Selected excerpt:
The team would need to acquire suitable datasets and put in place processes to address concerns, which would require coordination with (for example) defence and security partners – likely timescale at least a year, probably two. Once the team had all components in place (data, hardware, software), actually building a new foundation model takes months – and it is far from certain that the first attempt would succeed. The upshot is that the first new model would be 18 months from launch at least, even if funding was no obstacle, but the likelihood is that it would take much longer.

The chief benefit of this scenario is that, if successful, it would resolve the concerns listed above. Downstream, there would be licensing and other commercial opportunities available. Overall, the project would represent a decisive UK investment in this extremely important area.

There are of course risks – the most obvious being that the project simply fails. However, it is unlikely that a project like this would deliver nothing, and there would be significant national benefits in establishing capacity in this domain. A related possibility is that the project delivers something substantially behind the state of the art.

[Saved entries]
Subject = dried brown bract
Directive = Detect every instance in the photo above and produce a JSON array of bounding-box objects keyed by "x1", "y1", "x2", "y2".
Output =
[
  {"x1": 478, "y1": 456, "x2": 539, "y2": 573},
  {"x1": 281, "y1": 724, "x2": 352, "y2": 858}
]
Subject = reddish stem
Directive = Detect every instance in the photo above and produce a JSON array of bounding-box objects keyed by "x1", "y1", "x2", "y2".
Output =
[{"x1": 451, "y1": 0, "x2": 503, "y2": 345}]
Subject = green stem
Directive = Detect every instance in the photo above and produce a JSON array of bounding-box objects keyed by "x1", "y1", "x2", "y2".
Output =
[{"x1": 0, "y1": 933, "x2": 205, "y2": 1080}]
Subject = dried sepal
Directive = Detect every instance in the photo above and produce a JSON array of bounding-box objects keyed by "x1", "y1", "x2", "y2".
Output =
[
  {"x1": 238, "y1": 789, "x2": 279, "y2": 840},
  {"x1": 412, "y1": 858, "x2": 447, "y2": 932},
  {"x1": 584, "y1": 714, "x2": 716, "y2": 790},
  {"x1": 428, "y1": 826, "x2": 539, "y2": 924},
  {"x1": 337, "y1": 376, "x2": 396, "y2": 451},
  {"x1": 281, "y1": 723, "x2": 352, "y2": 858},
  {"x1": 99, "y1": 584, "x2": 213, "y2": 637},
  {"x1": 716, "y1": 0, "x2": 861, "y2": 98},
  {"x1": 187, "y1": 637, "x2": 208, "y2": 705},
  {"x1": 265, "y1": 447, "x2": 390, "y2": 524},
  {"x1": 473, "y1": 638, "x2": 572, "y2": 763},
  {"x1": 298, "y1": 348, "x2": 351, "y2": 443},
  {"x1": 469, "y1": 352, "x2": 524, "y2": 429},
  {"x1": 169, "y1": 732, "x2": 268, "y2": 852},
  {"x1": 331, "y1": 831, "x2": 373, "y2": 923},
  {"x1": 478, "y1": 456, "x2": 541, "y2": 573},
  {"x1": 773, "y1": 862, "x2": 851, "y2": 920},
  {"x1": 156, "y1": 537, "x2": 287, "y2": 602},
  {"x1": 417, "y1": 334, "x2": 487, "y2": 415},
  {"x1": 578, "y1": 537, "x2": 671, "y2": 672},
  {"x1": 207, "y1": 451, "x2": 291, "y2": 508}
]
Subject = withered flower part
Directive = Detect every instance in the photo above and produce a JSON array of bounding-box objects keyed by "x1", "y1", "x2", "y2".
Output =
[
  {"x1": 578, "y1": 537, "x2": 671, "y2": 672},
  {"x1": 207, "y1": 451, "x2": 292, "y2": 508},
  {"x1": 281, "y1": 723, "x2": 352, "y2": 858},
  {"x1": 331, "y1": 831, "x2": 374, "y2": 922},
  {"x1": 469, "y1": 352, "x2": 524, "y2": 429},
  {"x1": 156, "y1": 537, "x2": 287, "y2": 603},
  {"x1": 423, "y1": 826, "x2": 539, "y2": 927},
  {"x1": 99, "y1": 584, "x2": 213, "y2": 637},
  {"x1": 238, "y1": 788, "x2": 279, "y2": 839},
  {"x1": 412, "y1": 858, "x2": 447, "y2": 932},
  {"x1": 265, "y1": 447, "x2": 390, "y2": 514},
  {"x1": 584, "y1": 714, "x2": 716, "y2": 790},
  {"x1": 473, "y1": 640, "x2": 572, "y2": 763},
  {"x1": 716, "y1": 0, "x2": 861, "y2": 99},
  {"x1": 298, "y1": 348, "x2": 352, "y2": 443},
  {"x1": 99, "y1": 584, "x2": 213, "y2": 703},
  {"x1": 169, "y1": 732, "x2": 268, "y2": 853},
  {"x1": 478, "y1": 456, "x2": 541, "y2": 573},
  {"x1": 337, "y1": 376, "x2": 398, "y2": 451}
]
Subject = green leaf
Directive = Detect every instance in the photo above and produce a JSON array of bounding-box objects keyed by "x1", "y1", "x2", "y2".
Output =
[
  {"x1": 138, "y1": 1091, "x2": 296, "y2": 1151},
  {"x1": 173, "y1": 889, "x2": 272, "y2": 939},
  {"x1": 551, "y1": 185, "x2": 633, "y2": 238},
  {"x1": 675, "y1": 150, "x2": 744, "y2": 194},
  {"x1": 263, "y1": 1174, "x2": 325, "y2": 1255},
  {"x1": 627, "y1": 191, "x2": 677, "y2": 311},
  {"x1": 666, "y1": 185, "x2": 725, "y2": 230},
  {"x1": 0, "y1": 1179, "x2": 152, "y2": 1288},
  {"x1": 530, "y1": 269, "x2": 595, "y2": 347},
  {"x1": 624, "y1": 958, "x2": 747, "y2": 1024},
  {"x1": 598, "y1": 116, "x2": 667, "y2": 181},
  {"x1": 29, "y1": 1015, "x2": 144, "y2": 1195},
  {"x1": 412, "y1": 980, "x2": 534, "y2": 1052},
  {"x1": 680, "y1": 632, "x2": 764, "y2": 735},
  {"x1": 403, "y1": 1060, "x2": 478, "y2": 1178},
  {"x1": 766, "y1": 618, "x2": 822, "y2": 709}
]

Requirement: Can you pick up the passage on building a UK foundation model after its final sentence and continue it? The data has nothing to do with the passage on building a UK foundation model.

Exercise response:
2. Adapt existing software to UK needs

A more modest scenario would involve negotiating with trusted private sector partners to build models using their software, using data we provide, running on secure UK data centres. Thus, we would not own the program code – but the models would be built to our specification, with our data, on our computers.

Ultimately, this would amount to the UK licensing technology, rather than developing it from scratch. However, we would play a role in the configuration of the software, working alongside tech companies while models are being built, and having some freedom to adapt the technology to UK needs.

This approach is less risky than the first scenario and surely less costly; it could likely be done within the £100 million envelope of the task force. The biggest risk would come in negotiating suitable arrangements with private sector providers – in particular, putting UK data on foreign data centres should not be considered acceptable. We note that the Prime Minister recently secured agreements with several big-tech companies to have preferential access to their foundation models, providing a starting point for negotiations.

Noting the requirement for a pipeline of skills, we again emphasise the important of R&D programmes supporting research around the applications of foundation models in the public sector.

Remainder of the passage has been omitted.